### Задание
Ответьте на вопросы по тексту о Бородинском сражении. Каждый ответ пишите с новой строки с той же пометкой.
(а) Когда, по описаниям очевидцев, бойцы делились друг с другом подробностями достопамятного дня?
(б) Чего в тот день не было слышно вовсе?
(в) Через что сегодня можно лишь опосредованно представить характер рассказов, бытовавших среди рядовой массы?

### Исходный текст
/---

И все же солдатская среда жила не литературой. Она питалась легендами, слухами, рассказами о героической военной жизни, рождавшимися сразу после каждого крупного боя. В отличие от того, как формировались солдатские легенды и слухи позже, в годы «окопной войны», о чем столь тонко написал в свое время М. Блок
[1119], в 1812 г. они рождались и прямо на поле боя. Многие очевидцы описывают, как вечером 7 сентября, либо у костров, либо просто сбившись в кучку, бойцы делились друг с другом подробностями достопамятного дня
[1120]. Однако в тот день эти, уже ставшие обычными картины все же отличались от обычных: рассказов было не столь уж много, а песен не было слышно вовсе. Господствовало «грустное и молчаливое уныние»
[1121]. Только позже, в Москве, а то и вспоминая русскую кампанию спустя многие годы, солдаты и офицеры вновь обратились к созданию легенд, рассказов и «случаев» о славных днях Бородинской битвы.
Сегодня только опосредованно, через мемуары ряда офицеров, мы можем представить себе характер рассказов, бытовавших среди рядовой массы. Вот, например, отрывок из мемуаров полковника Серюзье о Бородинском сражении, который, кстати, был в тот день заметно пьян: «Император, который наблюдал за нашей атакой, приехал в этот момент с конной гвардейской артиллерией и своей кавалерией, он прежде всего отдал приказ мне сменить позицию тотчас же, как я освобожусь… пройдя между вторым и третьим редутами. Он приказал генералу Коленкуру атаковать врага легкой кавалерией, а после отступить за мою артиллерию. Маршал Ней получил приказ поддержать наш правый фланг во время этой атаки; вторая кирасирская дивизия должна была войти во второй редут в проход сразу, как я его проломлю…»

\---

### Строки данных
/---

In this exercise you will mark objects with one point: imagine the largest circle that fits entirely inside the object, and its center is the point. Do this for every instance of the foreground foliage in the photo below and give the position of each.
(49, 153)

\---

### Ответ
(а) Вечером 7 сентября, у костров или просто сбившись в кучку.
(б) Песен.
(в) Через мемуары ряда офицеров.